Source excerpt:
Last Friday I had a chance to enjoy some great company and see some beautiful creativity. My sister, Marti, my cousin, Marilyn and my aunt, Ruth took me along for a trip to southern Indiana to the 34th Annual Brown County Quilt Show. What a very nice day!
Aunt Ruth volunteered to drive so we all gathered at her house to climb into one car for the 60-mile trip down Highway 135, through familiar surroundings that we all have traveled many times over our lifetimes. But I haven’t traveled this route for a while and sure enjoyed being chauffeured through those crossroad towns of Morgantown, Trafalgar and Beanblossom. We had lots to talk about, so the trip flew by and we were soon in the spring green rolling hills of Brown County. When we drove into the small parking lot of the Brown County Historical Society we knew we were living right when we took the last parking space.

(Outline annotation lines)
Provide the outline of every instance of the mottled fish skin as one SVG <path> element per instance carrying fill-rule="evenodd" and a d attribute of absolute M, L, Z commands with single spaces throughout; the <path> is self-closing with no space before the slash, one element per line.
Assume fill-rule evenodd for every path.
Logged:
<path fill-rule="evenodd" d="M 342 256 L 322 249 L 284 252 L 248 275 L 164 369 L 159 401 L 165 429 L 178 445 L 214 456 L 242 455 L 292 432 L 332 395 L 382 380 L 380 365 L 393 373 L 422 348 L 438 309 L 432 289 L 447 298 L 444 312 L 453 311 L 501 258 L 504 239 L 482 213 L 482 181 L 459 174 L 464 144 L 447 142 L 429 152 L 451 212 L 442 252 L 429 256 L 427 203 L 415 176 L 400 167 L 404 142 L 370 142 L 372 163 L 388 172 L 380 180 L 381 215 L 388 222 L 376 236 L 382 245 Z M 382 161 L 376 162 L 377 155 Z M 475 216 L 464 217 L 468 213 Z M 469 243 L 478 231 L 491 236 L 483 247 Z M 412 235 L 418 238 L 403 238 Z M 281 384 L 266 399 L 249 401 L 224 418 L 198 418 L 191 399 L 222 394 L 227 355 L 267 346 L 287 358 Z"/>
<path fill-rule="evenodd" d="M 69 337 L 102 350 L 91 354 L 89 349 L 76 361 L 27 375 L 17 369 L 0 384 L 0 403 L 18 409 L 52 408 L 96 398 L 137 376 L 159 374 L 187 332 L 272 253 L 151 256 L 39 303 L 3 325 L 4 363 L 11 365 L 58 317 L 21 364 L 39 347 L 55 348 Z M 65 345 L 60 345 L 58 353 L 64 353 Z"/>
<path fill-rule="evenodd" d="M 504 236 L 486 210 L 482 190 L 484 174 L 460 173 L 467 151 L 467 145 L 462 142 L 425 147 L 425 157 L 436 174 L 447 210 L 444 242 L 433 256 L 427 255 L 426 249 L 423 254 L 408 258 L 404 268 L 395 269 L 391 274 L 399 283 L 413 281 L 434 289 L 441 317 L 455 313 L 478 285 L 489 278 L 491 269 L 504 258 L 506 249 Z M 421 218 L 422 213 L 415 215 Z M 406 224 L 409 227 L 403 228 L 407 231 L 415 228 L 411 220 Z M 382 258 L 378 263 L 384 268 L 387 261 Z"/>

Tasks for this exercise:
**A.** In the quilt show trip account, who volunteered to drive?
**B.** Swap "Friday" for "Saturday" in the quilt show trip account, and write out the part starting with "Last Friday I" and going on through "very nice day!".
The lines aren't needed for anything here.

Solutions to the exercise:
**A.** Aunt Ruth volunteered to drive.

**B.**
Last Saturday I had a chance to enjoy some great company and see some beautiful creativity. My sister, Marti, my cousin, Marilyn and my aunt, Ruth took me along for a trip to southern Indiana to the 34th Annual Brown County Quilt Show. What a very nice day!